→ **Dataset excerpts**:
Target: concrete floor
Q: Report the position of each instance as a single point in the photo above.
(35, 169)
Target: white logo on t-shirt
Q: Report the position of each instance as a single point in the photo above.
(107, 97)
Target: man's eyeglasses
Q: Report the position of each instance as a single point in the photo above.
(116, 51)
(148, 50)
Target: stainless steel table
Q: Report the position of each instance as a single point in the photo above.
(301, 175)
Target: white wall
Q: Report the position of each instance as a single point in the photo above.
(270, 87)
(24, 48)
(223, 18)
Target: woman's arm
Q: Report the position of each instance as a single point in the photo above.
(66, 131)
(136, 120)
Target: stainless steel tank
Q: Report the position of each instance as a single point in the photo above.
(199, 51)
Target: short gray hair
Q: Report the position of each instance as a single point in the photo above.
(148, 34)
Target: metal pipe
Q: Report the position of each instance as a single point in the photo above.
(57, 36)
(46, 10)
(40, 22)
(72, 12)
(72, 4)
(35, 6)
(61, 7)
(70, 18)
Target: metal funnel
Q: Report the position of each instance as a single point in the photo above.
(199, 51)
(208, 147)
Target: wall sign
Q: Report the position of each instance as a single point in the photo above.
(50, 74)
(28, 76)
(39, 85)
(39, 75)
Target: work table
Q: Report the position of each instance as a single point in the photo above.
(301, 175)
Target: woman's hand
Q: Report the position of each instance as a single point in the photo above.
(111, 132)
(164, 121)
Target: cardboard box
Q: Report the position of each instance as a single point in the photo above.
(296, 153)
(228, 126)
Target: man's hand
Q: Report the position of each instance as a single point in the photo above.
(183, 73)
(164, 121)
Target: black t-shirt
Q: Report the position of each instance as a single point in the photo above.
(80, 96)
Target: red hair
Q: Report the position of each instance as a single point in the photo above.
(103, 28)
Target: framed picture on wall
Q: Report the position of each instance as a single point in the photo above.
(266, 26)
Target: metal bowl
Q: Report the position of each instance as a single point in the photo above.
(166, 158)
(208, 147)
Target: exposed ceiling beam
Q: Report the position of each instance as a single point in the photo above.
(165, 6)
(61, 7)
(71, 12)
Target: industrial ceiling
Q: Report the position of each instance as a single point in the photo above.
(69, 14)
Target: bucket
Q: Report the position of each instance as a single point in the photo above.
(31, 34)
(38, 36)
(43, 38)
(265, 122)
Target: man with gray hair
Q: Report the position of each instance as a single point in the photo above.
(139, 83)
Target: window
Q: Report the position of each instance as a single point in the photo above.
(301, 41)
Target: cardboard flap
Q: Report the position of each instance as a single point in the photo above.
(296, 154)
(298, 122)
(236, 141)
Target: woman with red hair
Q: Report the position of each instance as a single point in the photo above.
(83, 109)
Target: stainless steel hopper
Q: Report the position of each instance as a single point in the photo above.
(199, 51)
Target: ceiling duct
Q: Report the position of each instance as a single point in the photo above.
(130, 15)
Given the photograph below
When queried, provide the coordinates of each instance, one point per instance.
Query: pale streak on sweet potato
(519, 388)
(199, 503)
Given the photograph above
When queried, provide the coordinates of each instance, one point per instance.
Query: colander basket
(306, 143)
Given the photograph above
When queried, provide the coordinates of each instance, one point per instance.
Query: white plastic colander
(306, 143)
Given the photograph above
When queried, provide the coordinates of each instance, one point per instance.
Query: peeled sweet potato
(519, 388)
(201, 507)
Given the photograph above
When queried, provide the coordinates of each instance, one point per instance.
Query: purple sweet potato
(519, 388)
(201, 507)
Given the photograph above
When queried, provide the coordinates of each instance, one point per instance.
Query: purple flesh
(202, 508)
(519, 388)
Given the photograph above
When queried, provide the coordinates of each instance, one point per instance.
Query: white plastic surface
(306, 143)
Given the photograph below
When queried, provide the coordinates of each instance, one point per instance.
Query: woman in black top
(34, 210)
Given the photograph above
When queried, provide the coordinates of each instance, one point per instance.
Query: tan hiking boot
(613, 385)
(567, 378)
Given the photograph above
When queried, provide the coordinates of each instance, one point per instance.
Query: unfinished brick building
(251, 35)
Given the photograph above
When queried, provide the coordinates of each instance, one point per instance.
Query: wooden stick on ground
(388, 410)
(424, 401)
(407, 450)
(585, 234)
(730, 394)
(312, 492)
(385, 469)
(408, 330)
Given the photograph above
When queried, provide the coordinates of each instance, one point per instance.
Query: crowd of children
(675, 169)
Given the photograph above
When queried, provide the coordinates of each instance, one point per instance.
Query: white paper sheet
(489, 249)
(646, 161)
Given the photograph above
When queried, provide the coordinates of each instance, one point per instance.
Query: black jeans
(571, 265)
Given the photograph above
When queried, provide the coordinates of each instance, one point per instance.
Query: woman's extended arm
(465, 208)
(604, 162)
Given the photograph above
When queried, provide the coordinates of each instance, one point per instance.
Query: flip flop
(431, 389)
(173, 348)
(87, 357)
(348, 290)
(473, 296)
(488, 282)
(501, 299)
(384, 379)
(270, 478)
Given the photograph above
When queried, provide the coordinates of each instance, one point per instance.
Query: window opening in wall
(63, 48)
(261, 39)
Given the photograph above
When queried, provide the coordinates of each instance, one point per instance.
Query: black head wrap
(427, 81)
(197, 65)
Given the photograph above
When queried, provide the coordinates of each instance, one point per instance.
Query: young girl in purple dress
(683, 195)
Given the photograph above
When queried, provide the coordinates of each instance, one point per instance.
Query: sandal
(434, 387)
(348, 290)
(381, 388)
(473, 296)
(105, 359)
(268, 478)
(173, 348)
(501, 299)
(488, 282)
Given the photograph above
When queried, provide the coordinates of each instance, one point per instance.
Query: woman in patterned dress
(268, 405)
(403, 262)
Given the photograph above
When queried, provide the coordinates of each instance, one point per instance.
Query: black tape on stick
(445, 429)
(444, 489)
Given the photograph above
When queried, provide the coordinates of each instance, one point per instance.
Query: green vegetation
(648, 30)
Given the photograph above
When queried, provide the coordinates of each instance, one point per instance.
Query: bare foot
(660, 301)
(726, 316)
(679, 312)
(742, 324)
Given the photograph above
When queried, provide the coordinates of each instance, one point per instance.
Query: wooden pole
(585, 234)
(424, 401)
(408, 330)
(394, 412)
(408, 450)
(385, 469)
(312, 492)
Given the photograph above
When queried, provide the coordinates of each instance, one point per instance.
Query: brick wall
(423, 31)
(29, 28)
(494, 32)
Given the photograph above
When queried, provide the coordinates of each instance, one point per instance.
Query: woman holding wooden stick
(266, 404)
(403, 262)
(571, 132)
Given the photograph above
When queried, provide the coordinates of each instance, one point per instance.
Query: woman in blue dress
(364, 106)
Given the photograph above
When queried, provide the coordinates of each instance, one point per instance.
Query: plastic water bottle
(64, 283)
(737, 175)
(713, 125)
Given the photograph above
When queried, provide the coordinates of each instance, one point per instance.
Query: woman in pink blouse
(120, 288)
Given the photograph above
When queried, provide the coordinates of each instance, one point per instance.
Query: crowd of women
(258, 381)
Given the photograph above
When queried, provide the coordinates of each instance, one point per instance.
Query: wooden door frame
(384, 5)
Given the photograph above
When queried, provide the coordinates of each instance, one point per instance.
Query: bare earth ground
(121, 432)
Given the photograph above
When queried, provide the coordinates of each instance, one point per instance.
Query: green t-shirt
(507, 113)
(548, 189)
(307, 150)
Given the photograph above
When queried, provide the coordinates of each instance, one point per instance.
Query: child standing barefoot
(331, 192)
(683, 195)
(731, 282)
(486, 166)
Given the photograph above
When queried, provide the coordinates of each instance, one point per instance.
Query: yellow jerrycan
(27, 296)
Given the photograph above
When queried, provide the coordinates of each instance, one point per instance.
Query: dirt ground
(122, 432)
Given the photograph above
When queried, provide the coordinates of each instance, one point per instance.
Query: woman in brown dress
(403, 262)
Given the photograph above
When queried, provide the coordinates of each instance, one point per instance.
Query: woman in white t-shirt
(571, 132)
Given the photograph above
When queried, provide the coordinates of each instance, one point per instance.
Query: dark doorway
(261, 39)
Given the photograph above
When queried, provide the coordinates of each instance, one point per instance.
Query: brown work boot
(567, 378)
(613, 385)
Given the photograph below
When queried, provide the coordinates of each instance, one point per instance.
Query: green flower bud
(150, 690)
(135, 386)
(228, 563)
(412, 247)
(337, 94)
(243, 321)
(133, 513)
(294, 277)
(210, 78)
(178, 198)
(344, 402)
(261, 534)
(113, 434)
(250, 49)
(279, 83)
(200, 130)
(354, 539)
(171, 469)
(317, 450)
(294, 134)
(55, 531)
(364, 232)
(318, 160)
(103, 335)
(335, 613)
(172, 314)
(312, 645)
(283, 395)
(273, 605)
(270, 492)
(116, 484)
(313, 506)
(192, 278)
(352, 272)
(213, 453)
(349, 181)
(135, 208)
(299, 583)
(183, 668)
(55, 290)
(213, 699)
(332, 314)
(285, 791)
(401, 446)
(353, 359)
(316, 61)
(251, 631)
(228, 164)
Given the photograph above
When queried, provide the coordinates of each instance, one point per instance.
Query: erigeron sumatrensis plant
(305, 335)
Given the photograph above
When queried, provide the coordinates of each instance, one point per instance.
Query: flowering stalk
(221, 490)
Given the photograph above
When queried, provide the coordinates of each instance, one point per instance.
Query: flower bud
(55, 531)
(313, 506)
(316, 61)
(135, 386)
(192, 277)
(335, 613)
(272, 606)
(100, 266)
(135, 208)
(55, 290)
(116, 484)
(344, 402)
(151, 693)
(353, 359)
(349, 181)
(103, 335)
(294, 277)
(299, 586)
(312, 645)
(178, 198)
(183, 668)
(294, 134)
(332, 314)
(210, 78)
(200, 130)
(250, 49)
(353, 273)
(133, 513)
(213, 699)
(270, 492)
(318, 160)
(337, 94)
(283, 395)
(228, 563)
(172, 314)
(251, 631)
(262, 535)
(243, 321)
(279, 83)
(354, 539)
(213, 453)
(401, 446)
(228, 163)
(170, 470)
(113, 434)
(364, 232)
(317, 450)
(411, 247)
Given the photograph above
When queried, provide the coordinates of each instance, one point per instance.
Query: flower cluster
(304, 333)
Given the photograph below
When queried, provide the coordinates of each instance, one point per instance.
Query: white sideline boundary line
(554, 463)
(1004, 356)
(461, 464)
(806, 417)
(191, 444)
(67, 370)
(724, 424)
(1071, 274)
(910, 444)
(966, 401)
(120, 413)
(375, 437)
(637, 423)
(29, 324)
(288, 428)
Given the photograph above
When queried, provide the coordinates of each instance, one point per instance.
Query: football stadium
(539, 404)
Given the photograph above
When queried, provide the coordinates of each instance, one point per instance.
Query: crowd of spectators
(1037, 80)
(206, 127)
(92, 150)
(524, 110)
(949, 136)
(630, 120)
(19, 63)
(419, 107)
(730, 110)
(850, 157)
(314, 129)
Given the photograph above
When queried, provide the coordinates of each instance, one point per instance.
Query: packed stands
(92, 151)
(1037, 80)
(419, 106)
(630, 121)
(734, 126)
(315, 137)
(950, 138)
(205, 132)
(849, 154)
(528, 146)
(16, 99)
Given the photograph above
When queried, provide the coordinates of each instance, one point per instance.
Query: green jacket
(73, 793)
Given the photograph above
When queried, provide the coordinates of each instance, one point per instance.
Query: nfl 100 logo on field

→ **Do this**:
Report each line of the items above that contains the word "sweet", copying every such line in full.

→ **Worked answer**:
Query: pale streak on sweet potato
Query: peeled sweet potato
Query: purple sweet potato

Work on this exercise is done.